• To do: Lay out the lines from the line containing "the large green leaf" through the end of the entries as a Markdown table with the columns Row and Line. Include both ends, number each line in Row, and leave out blank lines.
#### Raw records
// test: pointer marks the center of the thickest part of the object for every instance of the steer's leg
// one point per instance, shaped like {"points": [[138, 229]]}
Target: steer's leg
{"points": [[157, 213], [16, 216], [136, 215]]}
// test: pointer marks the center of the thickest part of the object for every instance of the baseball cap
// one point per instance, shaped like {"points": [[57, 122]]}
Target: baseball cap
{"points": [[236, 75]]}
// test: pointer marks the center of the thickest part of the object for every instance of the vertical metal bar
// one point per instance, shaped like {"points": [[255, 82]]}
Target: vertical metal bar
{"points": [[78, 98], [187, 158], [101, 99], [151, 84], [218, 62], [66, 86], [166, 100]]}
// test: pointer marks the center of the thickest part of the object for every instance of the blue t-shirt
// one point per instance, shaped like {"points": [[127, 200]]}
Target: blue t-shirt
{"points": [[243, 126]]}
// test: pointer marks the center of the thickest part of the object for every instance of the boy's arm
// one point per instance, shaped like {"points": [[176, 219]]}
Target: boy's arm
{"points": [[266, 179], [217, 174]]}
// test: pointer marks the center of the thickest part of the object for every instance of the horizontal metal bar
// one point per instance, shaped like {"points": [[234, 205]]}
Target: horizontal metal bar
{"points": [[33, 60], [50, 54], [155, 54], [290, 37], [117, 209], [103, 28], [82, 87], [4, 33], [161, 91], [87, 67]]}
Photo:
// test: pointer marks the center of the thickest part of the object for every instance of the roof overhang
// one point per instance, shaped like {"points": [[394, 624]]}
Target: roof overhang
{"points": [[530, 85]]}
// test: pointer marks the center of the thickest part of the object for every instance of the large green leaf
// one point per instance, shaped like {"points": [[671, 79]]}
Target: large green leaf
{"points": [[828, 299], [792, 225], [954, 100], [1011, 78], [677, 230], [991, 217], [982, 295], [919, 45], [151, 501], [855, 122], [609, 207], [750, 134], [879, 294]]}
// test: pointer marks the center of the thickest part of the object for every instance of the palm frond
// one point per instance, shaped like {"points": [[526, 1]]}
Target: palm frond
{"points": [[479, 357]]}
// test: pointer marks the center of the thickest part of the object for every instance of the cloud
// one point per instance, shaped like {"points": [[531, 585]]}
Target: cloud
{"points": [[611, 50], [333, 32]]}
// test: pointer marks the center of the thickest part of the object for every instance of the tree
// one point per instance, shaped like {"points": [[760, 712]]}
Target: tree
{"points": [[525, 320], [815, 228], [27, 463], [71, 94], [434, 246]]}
########
• Written solution:
| Row | Line |
|---|---|
| 1 | // test: pointer marks the center of the thickest part of the object for every instance of the large green leaf |
| 2 | // one point per instance, shaped like {"points": [[671, 79]]} |
| 3 | Target: large green leaf |
| 4 | {"points": [[828, 299], [792, 225], [954, 100], [1011, 78], [677, 230], [991, 217], [982, 295], [919, 45], [151, 501], [855, 122], [609, 207], [750, 134], [879, 294]]} |
| 5 | // test: pointer marks the center of the thickest part of the object for every instance of the palm frond |
| 6 | // one point per instance, shaped like {"points": [[526, 1]]} |
| 7 | Target: palm frond |
| 8 | {"points": [[479, 357]]} |
| 9 | // test: pointer marks the center of the thickest part of the object for every instance of the cloud |
| 10 | // one point per instance, shaped like {"points": [[531, 585]]} |
| 11 | Target: cloud |
| 12 | {"points": [[611, 50], [333, 32]]} |
| 13 | // test: pointer marks the center of the thickest part of the object for every instance of the tree |
| 14 | // one point per instance, shaped like {"points": [[760, 712]]} |
| 15 | Target: tree |
| 16 | {"points": [[525, 320], [815, 228], [27, 463], [71, 94], [434, 246]]} |